start Dataset

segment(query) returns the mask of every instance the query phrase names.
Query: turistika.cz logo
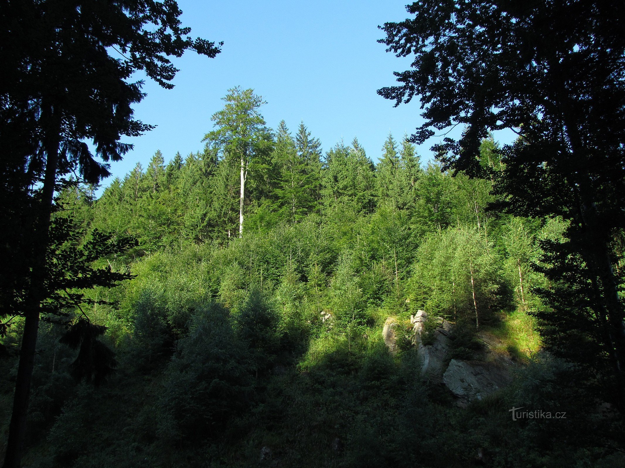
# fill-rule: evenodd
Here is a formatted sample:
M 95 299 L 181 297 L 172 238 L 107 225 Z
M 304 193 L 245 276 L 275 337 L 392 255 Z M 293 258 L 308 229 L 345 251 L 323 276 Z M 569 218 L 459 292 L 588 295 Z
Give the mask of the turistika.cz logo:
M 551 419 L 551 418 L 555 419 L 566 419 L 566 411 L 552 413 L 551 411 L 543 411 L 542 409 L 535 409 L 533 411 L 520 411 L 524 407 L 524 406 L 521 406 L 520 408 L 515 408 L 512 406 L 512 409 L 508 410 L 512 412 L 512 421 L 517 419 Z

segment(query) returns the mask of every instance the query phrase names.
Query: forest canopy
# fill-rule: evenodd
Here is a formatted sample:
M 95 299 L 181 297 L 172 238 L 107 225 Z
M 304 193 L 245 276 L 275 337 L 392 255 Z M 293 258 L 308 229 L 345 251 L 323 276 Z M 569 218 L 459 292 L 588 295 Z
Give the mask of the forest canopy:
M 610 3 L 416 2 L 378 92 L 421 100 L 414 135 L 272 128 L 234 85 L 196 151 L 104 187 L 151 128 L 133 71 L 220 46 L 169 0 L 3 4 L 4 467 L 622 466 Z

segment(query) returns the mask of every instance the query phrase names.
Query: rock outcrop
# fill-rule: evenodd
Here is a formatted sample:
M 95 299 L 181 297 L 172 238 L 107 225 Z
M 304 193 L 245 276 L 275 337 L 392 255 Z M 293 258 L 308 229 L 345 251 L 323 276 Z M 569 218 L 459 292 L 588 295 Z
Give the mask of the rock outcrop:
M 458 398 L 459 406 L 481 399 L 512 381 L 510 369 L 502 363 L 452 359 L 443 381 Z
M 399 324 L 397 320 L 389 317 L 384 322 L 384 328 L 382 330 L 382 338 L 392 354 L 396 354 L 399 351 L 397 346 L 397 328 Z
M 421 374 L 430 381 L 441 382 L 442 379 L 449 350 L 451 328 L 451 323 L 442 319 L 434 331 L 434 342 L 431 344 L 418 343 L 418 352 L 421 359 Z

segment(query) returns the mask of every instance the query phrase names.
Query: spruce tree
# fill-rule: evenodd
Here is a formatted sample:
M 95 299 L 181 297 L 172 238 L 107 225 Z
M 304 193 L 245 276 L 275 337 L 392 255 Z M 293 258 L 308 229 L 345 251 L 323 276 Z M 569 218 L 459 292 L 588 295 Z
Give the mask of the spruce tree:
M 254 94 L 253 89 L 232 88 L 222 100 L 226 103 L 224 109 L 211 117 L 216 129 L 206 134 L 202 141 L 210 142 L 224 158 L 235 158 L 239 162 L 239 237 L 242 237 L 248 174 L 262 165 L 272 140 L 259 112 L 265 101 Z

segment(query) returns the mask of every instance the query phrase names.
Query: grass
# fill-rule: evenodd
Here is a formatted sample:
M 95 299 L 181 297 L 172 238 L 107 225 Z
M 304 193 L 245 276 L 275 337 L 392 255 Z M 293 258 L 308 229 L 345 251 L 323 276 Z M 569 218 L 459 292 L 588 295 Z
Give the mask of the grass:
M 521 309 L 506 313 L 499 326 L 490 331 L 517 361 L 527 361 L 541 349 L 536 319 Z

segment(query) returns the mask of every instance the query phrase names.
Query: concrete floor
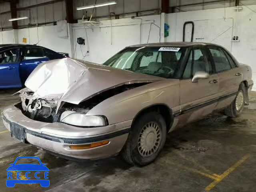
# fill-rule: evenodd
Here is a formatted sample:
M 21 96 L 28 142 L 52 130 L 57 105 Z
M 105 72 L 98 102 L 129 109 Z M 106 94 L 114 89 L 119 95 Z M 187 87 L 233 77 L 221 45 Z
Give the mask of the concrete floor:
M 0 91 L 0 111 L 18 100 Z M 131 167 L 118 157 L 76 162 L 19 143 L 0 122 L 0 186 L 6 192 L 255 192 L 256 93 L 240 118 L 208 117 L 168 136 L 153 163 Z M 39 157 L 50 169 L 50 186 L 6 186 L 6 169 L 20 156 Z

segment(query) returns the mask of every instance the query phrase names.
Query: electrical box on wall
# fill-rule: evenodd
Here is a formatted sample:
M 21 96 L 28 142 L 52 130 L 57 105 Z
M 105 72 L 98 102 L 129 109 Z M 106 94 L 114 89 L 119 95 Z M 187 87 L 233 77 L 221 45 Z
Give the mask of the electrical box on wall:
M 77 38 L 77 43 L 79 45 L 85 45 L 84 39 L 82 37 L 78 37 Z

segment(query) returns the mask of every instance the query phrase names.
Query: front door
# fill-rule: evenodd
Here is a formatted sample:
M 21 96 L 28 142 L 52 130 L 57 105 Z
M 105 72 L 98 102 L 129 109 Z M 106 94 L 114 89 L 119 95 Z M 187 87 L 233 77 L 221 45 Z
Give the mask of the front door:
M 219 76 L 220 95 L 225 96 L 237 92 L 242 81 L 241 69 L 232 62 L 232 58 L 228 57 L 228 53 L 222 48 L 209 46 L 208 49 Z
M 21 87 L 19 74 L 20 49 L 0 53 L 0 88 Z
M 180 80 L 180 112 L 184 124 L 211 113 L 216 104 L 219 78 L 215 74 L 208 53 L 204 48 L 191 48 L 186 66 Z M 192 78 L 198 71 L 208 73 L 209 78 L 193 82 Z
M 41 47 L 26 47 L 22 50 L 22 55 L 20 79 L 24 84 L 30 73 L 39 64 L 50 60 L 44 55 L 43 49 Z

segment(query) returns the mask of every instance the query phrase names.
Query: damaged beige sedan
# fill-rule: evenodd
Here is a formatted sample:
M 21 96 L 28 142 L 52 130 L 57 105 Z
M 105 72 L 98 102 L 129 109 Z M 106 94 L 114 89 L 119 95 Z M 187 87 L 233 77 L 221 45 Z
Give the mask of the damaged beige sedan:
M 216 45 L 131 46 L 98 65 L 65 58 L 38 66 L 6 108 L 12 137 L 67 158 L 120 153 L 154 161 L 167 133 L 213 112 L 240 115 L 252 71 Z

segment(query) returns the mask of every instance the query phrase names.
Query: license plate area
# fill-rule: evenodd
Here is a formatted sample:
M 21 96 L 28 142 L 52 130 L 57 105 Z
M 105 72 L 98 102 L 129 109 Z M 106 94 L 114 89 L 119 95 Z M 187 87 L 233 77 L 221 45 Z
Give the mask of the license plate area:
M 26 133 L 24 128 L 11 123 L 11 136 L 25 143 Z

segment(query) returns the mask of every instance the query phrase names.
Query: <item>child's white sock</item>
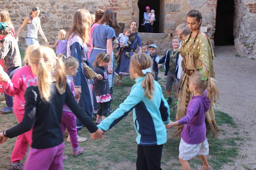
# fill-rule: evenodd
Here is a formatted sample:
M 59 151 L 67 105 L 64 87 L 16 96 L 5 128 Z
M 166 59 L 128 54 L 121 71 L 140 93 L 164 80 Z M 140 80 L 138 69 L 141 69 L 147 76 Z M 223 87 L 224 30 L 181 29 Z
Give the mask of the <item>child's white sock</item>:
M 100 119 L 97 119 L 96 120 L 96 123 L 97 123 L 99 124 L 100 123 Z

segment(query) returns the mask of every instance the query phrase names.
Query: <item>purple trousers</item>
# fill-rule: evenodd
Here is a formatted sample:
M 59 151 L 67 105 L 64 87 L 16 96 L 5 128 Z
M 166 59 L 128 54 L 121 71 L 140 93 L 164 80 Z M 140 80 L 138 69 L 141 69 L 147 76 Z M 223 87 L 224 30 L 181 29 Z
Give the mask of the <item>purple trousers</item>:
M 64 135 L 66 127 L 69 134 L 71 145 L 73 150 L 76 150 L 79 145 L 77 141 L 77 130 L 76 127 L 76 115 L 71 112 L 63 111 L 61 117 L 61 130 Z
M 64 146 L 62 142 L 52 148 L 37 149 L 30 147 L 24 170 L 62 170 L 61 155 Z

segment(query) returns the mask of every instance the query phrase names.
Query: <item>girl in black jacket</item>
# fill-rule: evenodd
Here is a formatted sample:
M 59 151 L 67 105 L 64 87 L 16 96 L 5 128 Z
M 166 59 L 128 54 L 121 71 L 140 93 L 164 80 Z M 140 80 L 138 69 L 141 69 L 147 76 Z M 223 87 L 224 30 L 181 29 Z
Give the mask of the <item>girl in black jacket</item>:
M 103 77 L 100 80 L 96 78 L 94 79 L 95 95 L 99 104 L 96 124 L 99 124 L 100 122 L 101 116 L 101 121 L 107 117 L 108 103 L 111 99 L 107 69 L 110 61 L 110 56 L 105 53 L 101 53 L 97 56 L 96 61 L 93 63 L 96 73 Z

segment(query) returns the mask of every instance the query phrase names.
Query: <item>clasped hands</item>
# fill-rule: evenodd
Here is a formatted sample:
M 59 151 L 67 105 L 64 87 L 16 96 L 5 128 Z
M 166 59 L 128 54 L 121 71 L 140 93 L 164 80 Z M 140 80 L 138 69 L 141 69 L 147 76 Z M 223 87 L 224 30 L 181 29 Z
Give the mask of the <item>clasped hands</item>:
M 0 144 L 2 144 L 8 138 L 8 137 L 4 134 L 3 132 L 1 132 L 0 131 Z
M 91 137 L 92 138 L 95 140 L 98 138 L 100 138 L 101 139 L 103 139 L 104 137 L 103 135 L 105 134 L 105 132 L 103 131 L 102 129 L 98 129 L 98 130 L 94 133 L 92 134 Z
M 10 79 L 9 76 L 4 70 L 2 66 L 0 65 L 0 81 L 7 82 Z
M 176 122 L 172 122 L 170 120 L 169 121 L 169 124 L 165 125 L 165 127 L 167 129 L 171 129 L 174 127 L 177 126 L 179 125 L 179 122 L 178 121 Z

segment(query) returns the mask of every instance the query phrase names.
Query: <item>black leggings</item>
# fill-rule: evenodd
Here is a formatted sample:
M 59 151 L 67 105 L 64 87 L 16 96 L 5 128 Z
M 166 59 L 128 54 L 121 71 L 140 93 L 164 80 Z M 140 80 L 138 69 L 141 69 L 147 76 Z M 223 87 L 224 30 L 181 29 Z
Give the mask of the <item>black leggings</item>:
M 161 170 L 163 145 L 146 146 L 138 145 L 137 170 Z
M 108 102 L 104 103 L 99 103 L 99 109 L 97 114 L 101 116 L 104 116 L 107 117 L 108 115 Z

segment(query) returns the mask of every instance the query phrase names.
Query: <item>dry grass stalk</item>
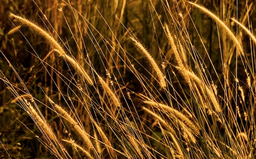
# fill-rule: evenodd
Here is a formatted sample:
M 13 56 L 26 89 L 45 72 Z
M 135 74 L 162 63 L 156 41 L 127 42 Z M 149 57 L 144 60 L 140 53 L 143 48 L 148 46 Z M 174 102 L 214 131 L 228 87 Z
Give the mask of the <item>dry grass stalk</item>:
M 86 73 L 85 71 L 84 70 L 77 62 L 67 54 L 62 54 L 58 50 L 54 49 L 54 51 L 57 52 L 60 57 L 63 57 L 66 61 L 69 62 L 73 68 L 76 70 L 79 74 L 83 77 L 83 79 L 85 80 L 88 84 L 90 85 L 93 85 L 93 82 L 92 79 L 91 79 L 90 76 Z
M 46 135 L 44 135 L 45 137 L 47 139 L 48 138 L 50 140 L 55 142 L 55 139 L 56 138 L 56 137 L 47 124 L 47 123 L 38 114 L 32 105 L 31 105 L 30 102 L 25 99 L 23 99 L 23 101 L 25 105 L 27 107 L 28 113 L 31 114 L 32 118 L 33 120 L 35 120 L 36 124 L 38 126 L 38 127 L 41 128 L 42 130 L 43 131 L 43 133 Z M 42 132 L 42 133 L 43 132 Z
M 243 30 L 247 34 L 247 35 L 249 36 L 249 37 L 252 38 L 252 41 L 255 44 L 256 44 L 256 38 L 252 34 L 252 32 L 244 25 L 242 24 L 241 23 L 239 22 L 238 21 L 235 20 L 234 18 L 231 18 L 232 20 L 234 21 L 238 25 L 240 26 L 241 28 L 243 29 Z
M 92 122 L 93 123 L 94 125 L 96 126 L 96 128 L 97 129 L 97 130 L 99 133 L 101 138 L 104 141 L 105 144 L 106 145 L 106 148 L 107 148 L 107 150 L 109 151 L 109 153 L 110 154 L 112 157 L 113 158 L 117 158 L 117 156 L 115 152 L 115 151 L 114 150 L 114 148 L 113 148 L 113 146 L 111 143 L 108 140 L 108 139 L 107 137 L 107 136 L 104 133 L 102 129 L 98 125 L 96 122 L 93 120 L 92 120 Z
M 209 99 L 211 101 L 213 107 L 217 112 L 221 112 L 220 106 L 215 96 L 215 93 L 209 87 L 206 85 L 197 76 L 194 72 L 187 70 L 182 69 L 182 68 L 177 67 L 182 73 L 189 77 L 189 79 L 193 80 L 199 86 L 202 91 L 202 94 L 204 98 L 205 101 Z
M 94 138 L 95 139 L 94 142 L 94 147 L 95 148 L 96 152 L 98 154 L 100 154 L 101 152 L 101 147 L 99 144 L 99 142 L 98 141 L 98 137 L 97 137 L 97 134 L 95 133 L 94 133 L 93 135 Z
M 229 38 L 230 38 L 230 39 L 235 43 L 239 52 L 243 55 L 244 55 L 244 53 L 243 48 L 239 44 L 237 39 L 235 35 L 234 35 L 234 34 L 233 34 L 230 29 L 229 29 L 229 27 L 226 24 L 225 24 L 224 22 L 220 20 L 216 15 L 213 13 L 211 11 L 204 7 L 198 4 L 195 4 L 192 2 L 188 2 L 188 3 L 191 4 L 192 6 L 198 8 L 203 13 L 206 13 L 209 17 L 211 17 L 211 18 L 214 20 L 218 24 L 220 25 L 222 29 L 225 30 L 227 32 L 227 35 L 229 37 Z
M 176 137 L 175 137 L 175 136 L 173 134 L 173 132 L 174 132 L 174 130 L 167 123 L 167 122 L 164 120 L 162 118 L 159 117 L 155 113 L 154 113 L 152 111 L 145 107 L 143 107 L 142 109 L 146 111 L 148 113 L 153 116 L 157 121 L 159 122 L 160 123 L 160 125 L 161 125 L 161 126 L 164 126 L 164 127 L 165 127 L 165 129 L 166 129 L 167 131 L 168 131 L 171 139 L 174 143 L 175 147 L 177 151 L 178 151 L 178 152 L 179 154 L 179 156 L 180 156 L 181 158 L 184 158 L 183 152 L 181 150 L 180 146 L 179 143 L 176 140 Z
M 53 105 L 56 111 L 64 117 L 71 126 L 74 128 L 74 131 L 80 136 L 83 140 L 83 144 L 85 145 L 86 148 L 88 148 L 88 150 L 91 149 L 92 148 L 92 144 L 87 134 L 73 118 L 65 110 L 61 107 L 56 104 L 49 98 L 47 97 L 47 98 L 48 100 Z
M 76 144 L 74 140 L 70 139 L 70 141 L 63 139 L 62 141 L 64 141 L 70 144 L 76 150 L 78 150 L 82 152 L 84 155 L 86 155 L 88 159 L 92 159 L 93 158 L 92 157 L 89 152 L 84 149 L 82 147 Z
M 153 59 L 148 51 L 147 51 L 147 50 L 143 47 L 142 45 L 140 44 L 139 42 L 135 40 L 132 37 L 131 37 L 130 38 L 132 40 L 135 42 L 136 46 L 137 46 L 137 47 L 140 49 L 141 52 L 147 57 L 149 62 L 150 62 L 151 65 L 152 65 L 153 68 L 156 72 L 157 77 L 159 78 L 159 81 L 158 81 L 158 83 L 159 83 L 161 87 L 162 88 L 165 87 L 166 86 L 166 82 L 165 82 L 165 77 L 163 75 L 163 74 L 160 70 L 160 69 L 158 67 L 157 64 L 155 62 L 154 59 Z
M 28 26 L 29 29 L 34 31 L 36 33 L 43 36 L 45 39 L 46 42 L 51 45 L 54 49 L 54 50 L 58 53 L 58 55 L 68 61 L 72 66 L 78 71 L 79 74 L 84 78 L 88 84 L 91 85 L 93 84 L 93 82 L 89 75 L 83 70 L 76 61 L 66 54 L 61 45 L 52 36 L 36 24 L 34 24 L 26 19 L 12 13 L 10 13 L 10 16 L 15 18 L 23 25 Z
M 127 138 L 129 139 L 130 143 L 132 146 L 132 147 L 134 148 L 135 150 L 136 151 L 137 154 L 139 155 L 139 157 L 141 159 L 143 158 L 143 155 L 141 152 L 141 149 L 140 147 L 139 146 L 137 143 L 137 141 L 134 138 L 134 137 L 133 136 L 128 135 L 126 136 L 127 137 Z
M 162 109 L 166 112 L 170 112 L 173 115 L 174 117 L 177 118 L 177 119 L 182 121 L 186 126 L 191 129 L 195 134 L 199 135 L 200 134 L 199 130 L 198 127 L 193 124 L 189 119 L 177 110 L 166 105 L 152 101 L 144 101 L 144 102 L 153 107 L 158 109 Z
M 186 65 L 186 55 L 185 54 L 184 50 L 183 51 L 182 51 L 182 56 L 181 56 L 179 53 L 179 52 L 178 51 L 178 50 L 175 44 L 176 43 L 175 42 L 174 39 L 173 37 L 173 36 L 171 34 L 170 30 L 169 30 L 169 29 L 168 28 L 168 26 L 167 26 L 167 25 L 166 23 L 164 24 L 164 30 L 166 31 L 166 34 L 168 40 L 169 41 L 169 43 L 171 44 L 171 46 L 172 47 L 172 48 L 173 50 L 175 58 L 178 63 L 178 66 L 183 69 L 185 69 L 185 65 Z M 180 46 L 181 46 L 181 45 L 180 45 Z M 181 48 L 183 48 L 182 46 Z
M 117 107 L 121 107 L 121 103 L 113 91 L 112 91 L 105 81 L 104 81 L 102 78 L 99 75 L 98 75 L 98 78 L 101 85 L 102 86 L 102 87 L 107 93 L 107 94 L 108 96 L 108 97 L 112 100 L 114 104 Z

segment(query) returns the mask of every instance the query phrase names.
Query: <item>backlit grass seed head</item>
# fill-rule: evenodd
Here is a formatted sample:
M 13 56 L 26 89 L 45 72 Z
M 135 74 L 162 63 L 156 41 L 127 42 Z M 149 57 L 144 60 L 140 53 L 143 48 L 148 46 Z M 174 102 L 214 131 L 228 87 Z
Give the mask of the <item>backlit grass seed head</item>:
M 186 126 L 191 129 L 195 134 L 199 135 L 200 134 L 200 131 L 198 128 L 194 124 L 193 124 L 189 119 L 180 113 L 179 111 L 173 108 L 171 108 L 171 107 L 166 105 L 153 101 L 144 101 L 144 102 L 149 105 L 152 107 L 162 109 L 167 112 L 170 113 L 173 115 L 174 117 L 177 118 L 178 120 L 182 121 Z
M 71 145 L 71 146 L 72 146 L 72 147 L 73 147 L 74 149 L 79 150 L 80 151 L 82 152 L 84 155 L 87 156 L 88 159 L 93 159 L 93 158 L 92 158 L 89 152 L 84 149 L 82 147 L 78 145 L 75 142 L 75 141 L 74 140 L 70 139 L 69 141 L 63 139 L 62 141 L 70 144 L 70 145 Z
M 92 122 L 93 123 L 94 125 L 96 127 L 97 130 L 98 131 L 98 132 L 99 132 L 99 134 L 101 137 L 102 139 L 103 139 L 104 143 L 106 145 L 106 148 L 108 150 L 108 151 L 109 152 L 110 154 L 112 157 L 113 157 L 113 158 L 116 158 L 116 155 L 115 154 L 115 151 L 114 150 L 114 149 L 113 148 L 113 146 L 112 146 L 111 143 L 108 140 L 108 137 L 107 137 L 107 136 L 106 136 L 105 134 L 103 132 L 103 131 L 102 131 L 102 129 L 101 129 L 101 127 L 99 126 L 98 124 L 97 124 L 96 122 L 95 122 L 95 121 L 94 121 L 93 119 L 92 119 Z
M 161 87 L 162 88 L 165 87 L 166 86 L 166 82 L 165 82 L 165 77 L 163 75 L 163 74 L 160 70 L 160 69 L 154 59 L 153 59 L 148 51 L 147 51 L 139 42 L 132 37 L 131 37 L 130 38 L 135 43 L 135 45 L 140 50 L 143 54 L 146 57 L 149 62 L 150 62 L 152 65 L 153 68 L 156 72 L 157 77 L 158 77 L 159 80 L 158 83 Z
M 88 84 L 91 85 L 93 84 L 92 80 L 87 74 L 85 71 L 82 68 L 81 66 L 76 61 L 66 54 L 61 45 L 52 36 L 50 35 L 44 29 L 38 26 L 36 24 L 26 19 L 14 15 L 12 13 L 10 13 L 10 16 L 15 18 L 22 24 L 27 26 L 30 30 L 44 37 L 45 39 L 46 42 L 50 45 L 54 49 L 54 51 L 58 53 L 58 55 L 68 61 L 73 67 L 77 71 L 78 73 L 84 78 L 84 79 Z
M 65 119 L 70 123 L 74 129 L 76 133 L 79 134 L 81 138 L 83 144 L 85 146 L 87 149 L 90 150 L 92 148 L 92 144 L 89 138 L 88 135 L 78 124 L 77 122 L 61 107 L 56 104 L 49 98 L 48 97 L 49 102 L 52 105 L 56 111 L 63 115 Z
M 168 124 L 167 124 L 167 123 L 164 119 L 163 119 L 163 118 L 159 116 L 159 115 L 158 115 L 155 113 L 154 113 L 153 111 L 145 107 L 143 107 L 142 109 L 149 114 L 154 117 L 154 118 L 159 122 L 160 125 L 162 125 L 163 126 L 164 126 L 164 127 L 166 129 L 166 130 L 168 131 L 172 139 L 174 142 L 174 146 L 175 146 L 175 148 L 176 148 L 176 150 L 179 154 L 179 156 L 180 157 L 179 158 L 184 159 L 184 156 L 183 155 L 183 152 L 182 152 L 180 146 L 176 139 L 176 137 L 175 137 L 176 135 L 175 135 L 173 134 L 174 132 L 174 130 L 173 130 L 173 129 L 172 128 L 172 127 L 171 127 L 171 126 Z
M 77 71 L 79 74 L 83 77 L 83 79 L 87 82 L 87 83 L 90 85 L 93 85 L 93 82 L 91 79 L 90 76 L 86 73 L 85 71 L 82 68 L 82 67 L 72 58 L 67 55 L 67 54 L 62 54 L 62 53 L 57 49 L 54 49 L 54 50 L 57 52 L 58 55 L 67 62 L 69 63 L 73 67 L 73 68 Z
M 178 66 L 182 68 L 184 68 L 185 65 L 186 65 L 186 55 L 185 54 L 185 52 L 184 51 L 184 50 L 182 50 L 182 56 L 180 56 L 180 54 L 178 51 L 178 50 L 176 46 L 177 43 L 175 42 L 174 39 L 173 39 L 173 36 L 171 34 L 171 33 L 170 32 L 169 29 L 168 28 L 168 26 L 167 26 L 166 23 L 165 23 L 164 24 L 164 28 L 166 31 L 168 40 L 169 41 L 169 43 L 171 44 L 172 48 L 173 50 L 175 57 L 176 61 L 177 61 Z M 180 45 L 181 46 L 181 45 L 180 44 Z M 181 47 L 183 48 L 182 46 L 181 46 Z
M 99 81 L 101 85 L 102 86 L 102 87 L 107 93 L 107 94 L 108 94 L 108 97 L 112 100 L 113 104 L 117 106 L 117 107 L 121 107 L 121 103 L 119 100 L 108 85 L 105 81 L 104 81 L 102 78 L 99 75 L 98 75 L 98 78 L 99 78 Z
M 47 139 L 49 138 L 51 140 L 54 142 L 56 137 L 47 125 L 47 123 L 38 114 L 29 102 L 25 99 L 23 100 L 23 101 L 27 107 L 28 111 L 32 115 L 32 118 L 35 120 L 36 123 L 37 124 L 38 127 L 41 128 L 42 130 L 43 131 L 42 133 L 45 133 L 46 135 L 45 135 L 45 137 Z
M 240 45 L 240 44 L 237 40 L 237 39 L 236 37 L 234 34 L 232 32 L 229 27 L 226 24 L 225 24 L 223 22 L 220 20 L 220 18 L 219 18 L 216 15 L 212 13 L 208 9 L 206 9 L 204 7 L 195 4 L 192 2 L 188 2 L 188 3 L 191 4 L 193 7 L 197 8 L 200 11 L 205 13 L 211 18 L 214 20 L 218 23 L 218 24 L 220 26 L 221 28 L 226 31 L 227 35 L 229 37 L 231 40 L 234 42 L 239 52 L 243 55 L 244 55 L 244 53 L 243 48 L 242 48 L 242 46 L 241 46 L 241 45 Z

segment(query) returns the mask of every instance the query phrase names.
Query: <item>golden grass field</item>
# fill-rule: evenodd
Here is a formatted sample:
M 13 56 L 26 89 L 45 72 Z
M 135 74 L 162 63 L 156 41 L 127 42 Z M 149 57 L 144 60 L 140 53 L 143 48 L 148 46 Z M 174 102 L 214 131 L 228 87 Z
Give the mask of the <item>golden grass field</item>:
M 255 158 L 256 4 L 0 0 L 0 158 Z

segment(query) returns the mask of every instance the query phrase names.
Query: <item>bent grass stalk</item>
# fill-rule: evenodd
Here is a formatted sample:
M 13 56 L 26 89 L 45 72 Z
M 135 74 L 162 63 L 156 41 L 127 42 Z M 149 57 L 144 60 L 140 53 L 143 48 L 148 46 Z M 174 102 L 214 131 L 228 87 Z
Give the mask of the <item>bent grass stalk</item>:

end Dataset

Directions: Reproduce the lines of the listing from its first line through the line that contains "M 551 419 L", including both ends. Omit the pictures from your copy.

Answer for this exercise:
segment(query) returns the mask of every instance the query phrase names.
Query: turistika.cz logo
# fill-rule: evenodd
Here is a formatted sample:
M 95 299 L 181 297 L 172 238 L 107 225 Z
M 304 193 L 245 276 L 275 337 L 392 255 Z M 293 258 L 308 229 L 345 251 L 323 276 Z M 569 218 L 459 292 L 588 295 Z
Give the mask of the turistika.cz logo:
M 551 419 L 551 418 L 555 419 L 566 419 L 566 411 L 552 413 L 551 411 L 543 411 L 542 409 L 535 409 L 533 411 L 520 411 L 524 407 L 524 406 L 521 406 L 520 408 L 515 408 L 512 406 L 512 409 L 508 410 L 512 412 L 512 421 L 517 419 Z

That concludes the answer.